Saved entries:

>>>

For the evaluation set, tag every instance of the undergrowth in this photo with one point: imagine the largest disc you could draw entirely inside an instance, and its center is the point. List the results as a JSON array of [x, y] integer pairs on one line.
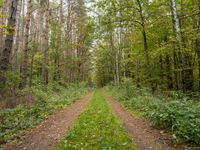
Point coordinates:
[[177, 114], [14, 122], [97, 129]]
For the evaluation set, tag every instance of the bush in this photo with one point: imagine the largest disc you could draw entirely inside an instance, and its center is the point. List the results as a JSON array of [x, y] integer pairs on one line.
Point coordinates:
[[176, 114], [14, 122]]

<<<
>>>

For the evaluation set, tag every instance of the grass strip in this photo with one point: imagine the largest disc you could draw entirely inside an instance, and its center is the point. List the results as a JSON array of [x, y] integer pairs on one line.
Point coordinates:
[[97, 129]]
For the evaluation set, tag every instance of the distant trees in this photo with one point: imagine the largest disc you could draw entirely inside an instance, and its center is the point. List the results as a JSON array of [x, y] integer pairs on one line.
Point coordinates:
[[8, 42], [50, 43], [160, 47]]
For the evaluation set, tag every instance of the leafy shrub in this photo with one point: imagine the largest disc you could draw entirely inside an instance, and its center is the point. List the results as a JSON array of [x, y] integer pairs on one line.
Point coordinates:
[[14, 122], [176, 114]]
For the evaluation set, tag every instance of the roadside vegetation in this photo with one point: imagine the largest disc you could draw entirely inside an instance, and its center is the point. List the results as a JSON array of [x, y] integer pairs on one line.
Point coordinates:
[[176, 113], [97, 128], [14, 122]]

<<<

PROMPT: Replace "evaluation set" with "validation set" in the items starting at the line containing "For the evaluation set, tag every instance of the roadside" and ending at the line containing "[[176, 113], [97, 128], [14, 122]]", leaving everything else unchanged. Return only those lines.

EXERCISE RESPONSE:
For the validation set, tag every instance of the roadside vegetation in this photo with one point: imagine the largest disc you could draw entirely inside an instance, and its center is the point. List the results as a JSON array of [x, y] integer pairs on one line.
Point coordinates:
[[176, 113], [97, 128], [14, 122]]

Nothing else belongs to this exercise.